In [3]:
import nltk
nltk.download('wordnet', "/home/zampinojosh/src/z/src/server/wordnet")

[nltk_data] Downloading package wordnet to
[nltk_data]     /home/zampinojosh/src/z/src/server/wordnet...


True

In [58]:
from nltk.corpus import wordnet as wn
import string

token_map = {
    'i': '1',
    'me': '1',
    'you': '2',
    'question': '3',
    'less': '4',
    'more': '5',
    'answer': '6',
    'them': '7',
    'measure': '8'    
    # Additional mappings can be added here
}

punctuation_map = {
    '?': '3',  # Token for "question"
    '!': '9',  # Token for "emphasis"
    # You can add more mappings if other punctuation marks carry specific meanings
}

# def expand_synonyms(word):
#     """Generate synonyms for a given word using WordNet, including the original word."""
◆ ◆ ◆ ◆ ◆ ◆ ◆
**TASK OBJECTIVE:**
Answer these questions about the notebook excerpt above:
(a) To which directory is the wordnet package downloaded?
(b) What token does token_map give the word 'measure'?
(c) Which punctuation mark maps to '9', and what does its comment say that token stands for?
◆ ◆ ◆ ◆ ◆ ◆ ◆
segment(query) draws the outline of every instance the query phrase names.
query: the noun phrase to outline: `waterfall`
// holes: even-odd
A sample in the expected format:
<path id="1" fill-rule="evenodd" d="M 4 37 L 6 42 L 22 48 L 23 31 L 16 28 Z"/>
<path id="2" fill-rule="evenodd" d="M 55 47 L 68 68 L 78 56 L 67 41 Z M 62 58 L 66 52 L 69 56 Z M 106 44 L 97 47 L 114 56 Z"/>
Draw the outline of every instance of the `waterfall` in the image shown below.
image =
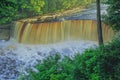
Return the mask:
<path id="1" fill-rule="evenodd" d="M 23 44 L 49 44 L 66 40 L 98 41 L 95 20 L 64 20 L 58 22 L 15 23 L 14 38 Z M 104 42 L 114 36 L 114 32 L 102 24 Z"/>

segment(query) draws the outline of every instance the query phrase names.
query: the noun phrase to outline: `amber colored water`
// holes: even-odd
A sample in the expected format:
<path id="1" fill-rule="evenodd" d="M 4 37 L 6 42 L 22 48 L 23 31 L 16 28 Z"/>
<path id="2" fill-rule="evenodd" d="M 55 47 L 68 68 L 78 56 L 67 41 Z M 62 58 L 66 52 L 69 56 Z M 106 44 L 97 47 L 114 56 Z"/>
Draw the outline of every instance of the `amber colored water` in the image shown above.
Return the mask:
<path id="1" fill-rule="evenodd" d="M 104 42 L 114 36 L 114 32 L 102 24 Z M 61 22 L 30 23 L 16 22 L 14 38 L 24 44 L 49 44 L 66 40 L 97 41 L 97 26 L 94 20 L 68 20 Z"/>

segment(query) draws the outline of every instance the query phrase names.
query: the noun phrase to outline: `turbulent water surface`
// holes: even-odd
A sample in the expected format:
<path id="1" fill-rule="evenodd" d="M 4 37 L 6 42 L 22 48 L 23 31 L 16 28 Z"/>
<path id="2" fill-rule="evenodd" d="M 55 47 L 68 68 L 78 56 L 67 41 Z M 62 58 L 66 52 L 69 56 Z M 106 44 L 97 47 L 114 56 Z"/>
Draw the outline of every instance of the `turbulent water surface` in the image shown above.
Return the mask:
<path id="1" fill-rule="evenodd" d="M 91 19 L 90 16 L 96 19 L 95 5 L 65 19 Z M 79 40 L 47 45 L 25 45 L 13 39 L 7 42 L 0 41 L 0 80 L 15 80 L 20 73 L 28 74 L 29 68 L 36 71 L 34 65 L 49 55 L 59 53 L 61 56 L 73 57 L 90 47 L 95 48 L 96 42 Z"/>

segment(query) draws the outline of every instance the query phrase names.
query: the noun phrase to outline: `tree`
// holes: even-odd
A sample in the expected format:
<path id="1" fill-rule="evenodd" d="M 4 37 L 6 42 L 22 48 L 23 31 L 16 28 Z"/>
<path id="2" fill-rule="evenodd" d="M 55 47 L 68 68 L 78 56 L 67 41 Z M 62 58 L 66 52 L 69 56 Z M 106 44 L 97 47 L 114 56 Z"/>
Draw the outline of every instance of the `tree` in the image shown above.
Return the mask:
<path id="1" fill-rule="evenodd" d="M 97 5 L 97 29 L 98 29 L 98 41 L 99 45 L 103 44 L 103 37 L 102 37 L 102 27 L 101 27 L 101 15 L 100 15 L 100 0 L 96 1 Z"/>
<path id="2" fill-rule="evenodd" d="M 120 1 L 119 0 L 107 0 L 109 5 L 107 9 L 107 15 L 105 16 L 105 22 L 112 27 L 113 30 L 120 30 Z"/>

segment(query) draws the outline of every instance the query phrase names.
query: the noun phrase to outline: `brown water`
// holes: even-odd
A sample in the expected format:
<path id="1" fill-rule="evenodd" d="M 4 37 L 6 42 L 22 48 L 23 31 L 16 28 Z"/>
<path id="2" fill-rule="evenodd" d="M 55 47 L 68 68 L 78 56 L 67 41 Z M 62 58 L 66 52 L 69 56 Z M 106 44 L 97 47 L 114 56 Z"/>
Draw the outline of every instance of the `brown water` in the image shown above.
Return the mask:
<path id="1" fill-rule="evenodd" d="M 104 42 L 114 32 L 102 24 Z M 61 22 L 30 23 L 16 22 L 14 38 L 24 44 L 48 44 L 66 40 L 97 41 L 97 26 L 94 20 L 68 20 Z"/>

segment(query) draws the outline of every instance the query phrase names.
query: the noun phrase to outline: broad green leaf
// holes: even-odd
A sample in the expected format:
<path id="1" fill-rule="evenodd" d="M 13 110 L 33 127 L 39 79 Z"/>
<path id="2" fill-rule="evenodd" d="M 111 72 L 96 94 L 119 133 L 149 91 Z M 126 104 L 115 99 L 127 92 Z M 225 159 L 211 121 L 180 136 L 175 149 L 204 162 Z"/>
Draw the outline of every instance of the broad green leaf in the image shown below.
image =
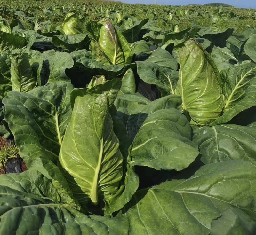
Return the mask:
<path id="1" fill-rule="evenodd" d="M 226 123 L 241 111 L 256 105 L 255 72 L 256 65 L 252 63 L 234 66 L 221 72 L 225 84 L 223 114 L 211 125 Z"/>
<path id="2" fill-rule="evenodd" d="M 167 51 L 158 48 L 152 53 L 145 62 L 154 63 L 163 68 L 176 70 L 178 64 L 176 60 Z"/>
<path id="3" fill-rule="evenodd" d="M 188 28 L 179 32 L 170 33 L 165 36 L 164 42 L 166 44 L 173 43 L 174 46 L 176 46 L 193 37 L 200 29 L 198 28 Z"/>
◆ ◆ ◆ ◆ ◆ ◆ ◆
**SOLVED PROBLEM:**
(a) /home/zampinojosh/src/z/src/server/wordnet
(b) '8'
(c) The exclamation mark ('!'), and the comment says it stands for "emphasis."